TAREFA ESCRITA 1:
Diga se cada afirmação abaixo está de acordo com o texto sobre a literatura em língua portuguesa, respondendo sim ou não e citando literalmente as palavras do texto que decidem a questão. (a) O texto se propõe a tratar da Literatura em Língua Portuguesa no tempo contemporâneo. (b) Segundo o texto, a ideia de travessia serve para apontar a unidade das literaturas da mesma língua. (c) O texto afirma que as mudanças ocorrem num objeto.

####################

Se o termo
'travessias' pressupõe percurso, e percurso sugere mudança (num espaço e num
tempo), as mudanças, necessariamente,
ocorrem num objeto. Do objeto, pretendo aqui me ocupar da Literatura em Língua
Portuguesa, no tempo contemporâneo e em
seus vários espaços; fazer
observações, reflexões e questionamentos
sobre tendências e sinalizações
dessa produção literária (alguns exemplos), visando a contribuir para a idéia em foco: 'travessia'. A intenção é, assim, abordar, nos contextos
de expressões culturais em Língua Portuguesa, rotas (os caminhos expressionais) e imagens, ligadas às questões
dos seus respectivos imaginários. A
pretensão é de que a idéia de 'travessia' se faça visando a apontar a diversidade existente nas
várias literaturas dessa mesma Língua.

####################

TAREFA ESCRITA 2:
Em todos os registros, troque "tree trunk" por "tree branch" e reescreva as linhas sem nenhuma outra alteração.

OS REGISTROS:
####################

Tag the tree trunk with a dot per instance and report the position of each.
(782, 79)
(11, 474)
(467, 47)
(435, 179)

####################

RESPOSTA COMPLETA 1:
(a) Sim: "pretendo aqui me ocupar da Literatura em Língua Portuguesa, no tempo contemporâneo"
(b) Não: "visando a apontar a diversidade existente nas várias literaturas dessa mesma Língua"
(c) Sim: "as mudanças, necessariamente, ocorrem num objeto"

RESPOSTA COMPLETA 2:
Tag the tree branch with a dot per instance and report the position of each.
(782, 79)
(11, 474)
(467, 47)
(435, 179)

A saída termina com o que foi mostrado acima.